=== Data for this task ===
::::

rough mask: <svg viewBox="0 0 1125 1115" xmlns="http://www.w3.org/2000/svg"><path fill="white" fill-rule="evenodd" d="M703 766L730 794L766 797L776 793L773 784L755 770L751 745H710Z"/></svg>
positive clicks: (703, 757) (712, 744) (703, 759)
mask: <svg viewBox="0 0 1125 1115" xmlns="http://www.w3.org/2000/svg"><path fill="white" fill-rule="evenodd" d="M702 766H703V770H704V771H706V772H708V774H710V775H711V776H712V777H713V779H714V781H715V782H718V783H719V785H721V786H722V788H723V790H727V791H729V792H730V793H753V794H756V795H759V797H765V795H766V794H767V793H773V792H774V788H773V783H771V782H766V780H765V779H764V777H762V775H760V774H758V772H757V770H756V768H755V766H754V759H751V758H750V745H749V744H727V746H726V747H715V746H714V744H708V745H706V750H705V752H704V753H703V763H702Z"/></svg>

::::

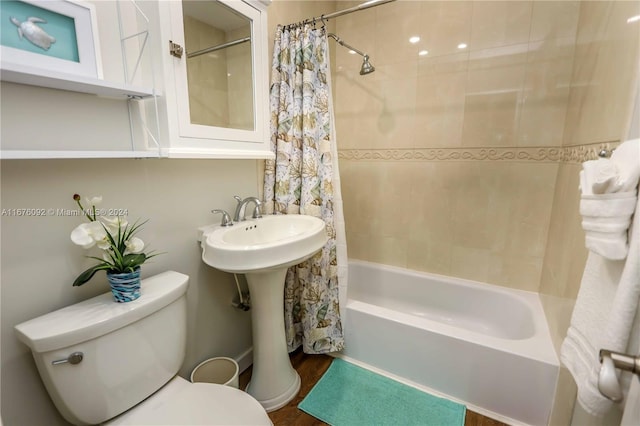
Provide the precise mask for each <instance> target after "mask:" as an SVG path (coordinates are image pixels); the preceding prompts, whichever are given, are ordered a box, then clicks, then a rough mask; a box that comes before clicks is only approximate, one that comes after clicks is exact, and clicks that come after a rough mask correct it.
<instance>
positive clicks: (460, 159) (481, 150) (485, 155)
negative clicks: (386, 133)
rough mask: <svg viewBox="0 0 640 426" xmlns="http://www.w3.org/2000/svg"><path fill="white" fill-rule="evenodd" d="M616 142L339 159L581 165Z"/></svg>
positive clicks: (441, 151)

::::

In the entries from the line with "766L730 794L766 797L776" to the line with "positive clicks: (703, 757)", change "rough mask" to "coarse mask" and leave everything else the same. Give only those lines.

=== Written solution ===
coarse mask: <svg viewBox="0 0 1125 1115" xmlns="http://www.w3.org/2000/svg"><path fill="white" fill-rule="evenodd" d="M703 766L730 794L766 797L776 793L773 784L755 770L751 745H710Z"/></svg>
positive clicks: (703, 757) (712, 744) (703, 759)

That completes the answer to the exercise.